* [RECORDS FOR PROCESSING]:
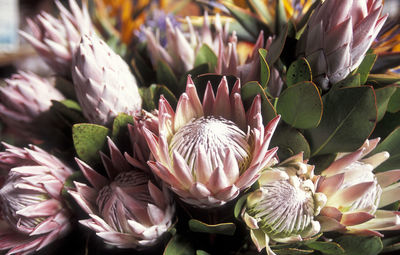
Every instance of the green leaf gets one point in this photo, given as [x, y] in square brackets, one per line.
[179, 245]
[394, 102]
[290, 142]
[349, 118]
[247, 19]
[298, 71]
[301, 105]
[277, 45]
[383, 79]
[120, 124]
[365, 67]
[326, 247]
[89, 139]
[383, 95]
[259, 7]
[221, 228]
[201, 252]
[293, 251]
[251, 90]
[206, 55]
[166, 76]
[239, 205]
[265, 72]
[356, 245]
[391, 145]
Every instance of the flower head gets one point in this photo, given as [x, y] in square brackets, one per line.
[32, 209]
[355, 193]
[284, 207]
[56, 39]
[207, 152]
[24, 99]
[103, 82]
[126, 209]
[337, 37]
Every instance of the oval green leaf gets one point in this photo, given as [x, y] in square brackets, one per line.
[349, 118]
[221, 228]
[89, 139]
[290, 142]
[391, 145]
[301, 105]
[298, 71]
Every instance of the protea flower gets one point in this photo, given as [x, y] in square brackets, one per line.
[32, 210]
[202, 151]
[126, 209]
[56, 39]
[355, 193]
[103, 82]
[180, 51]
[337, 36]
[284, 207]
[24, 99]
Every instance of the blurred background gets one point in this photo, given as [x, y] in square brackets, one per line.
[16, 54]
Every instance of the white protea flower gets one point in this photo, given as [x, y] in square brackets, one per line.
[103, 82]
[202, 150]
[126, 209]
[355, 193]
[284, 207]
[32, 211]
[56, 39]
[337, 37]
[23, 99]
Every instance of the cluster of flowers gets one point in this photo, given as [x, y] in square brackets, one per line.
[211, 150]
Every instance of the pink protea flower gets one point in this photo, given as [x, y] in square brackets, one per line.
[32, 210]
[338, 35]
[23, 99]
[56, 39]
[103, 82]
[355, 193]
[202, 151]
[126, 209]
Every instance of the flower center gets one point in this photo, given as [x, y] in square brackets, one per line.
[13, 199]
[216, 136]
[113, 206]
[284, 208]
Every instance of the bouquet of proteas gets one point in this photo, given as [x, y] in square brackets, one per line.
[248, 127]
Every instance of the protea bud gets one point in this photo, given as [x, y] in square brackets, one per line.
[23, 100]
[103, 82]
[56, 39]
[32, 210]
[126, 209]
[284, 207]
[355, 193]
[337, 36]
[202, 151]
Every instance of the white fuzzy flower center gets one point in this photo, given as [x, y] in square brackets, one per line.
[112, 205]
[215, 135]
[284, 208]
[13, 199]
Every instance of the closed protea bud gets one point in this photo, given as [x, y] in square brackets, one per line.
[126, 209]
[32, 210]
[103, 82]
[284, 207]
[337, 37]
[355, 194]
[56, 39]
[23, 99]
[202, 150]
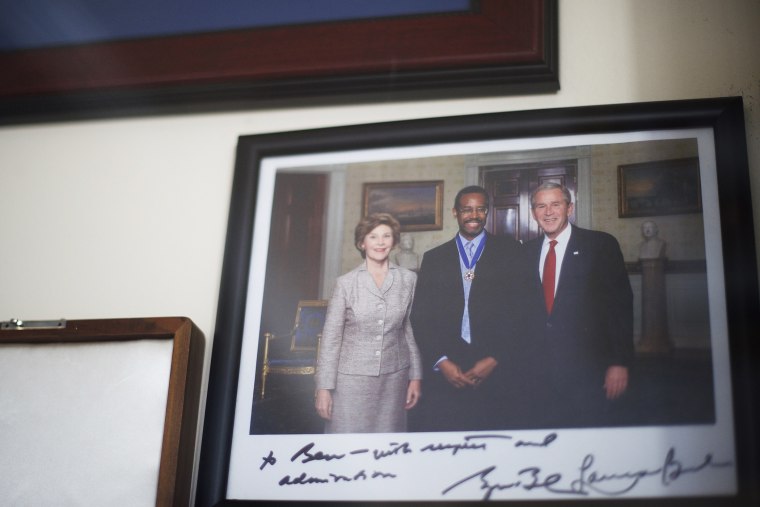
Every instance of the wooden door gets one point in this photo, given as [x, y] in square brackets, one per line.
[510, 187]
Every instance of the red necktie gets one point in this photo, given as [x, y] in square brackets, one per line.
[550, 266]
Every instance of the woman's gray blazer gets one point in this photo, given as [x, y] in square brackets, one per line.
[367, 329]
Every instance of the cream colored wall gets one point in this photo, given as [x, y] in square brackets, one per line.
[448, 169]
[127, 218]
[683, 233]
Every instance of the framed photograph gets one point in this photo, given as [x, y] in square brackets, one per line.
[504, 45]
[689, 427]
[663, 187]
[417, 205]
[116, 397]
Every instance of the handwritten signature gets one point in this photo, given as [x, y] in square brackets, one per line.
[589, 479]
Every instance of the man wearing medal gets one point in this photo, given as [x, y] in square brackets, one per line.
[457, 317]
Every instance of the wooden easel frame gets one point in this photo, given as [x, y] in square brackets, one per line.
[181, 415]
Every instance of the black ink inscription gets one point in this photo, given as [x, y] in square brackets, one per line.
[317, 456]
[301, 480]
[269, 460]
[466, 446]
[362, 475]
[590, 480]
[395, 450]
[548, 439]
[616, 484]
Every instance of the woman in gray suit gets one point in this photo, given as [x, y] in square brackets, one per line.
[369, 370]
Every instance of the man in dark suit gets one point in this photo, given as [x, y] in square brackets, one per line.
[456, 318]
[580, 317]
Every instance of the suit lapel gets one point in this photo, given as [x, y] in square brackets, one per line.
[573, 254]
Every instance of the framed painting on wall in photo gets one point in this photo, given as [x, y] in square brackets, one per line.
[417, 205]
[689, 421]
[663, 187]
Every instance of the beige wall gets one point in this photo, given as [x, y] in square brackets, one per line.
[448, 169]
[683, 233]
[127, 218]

* [EXERCISE GOAL]:
Please copy the data shown above precisely, leaving the images out.

* [RESPONSE]:
Every instance of the green leaf gets one point in this photo, given as [x, y] in square brackets, one per line.
[179, 245]
[394, 102]
[290, 142]
[349, 118]
[247, 19]
[298, 71]
[301, 105]
[277, 45]
[383, 79]
[120, 124]
[365, 67]
[326, 247]
[89, 139]
[383, 95]
[259, 7]
[221, 228]
[201, 252]
[293, 251]
[251, 90]
[206, 55]
[166, 76]
[239, 205]
[265, 72]
[356, 245]
[391, 145]
Every instance of the flower head gets one point in this photo, given as [x, y] in square brackets, one per line.
[32, 209]
[355, 193]
[284, 207]
[56, 39]
[207, 152]
[24, 99]
[103, 82]
[126, 209]
[337, 37]
Every instance of the oval green leaf gets one point in this photo, given as [x, y] in square brackets, one per line.
[349, 118]
[221, 228]
[89, 139]
[290, 142]
[391, 145]
[301, 105]
[298, 71]
Every instance of the protea flower gets one point in this photo, given as [x, y] in square brackets, one per line.
[32, 210]
[202, 151]
[126, 209]
[56, 39]
[355, 193]
[103, 82]
[180, 51]
[337, 36]
[284, 207]
[24, 99]
Every instance of the blurred background gets one point in this photo, given as [x, y] in square brackets, one per line.
[16, 54]
Every instance of the white protea flower gets one point in this photo, given as [x, y] in square brackets, one per line.
[103, 82]
[202, 150]
[126, 209]
[355, 193]
[284, 207]
[32, 211]
[56, 39]
[337, 37]
[23, 99]
Every instance of the cluster of flowers gets one point in this photo, given as [x, y] in square brackets, one per line.
[211, 150]
Every instance of the pink protea flower gets one point in this photo, given as [x, y] in square brackets, one per line.
[32, 210]
[338, 35]
[23, 99]
[56, 39]
[103, 82]
[355, 193]
[202, 151]
[126, 209]
Every instance of the flower center gets one point in this photo, given as [x, y] in square brackets, one per line.
[13, 199]
[216, 136]
[113, 206]
[284, 208]
Every instance of the bouquet of proteas gets one point in this photo, given as [x, y] in square brackets, one per line.
[248, 127]
Every instance of the protea bud gets one point in this photo, given as [x, y] in square brackets, one per line.
[23, 100]
[103, 82]
[56, 39]
[32, 210]
[126, 209]
[284, 207]
[355, 193]
[337, 36]
[202, 151]
Every instance of the white fuzzy flower center gets one point in this photo, given as [x, y] in square brackets, one per line.
[112, 205]
[215, 135]
[284, 208]
[13, 199]
Every instance of the closed protea bud gets one point in this photo, given as [x, y] in square brackets, one per line.
[126, 209]
[32, 210]
[103, 82]
[284, 207]
[337, 37]
[355, 194]
[56, 39]
[23, 99]
[202, 150]
Every instance of the wooden door gets one point in this photo, given as [x, y] in square brackets, one per line.
[510, 187]
Every instance of the red necktie gets one point in this photo, given as [x, y] in square brackets, one per line.
[550, 266]
Every instance of the woman's gray blazer gets one point in this photo, given as [x, y] in square brackets, one per line.
[367, 329]
Every instance of the cream colored wall gets one point in this photo, given as [x, y] in square brackets, one per line.
[448, 169]
[127, 218]
[683, 233]
Every instance of the framed photograph gets one point in this photo, given as [x, y] in square brackets, one per line.
[504, 45]
[689, 427]
[663, 187]
[417, 205]
[116, 397]
Every instance of the handwritten signature gets one point in this photo, given as [x, y] in square brackets, one per line.
[589, 479]
Every instance of the man wearing medal gets one point in this photo, given as [x, y] in square brackets, one per line.
[457, 317]
Every instance of the wooden easel frame gets one point in this photo, given as [x, y] in square brackets, one per line.
[181, 415]
Every instance of the black ink inscription gets one point in this photo, given as [x, y] in square brackets, one per line.
[317, 456]
[301, 480]
[269, 460]
[466, 446]
[362, 475]
[590, 480]
[395, 450]
[548, 439]
[616, 484]
Every instance of the woman in gray suit gets one point in this photo, given as [x, y] in square brackets, one per line.
[369, 370]
Every instance of the man in dark suit gets one point in this photo, given as [x, y] in square brackets, one per line.
[456, 318]
[580, 317]
Every instance of the suit lapel gets one point in this photo, given as [x, y] in square brackets, one per line.
[573, 254]
Every instance of the framed painting on wall in photo gets one point in this photo, given as [x, y] in square brackets, one per line.
[417, 205]
[689, 421]
[663, 187]
Every instance of the beige wall gets one point in this photo, given as [x, y] in square brackets, one per line.
[448, 169]
[683, 233]
[127, 218]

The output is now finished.